-------- Task material --------
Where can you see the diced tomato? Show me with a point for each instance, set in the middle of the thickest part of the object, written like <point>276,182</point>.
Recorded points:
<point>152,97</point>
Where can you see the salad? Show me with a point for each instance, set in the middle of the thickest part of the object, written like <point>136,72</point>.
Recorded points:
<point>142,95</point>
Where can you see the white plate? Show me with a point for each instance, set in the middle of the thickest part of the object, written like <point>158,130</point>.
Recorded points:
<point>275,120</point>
--------
> _Exercise prompt_:
Reproduce every line of the entries above, requests included, and shift each recorded point coordinate by adding 26 to both numbers. Leave the sample coordinates inside the requests unchanged.

> _Solution to this task_:
Where can you see the diced tomato? Show me with a point for each instance, set in the middle of the thickest part of the object, written like <point>276,182</point>.
Recorded points:
<point>178,123</point>
Where can you see the salad? Show me with a point for each instance, set in the middle of the thickest part of the object, written like <point>136,72</point>.
Recorded points:
<point>168,121</point>
Where can you see the white plate? Show me with a point for each instance, set in the middle of the thickest part of the object, written like <point>158,130</point>.
Recorded points:
<point>301,146</point>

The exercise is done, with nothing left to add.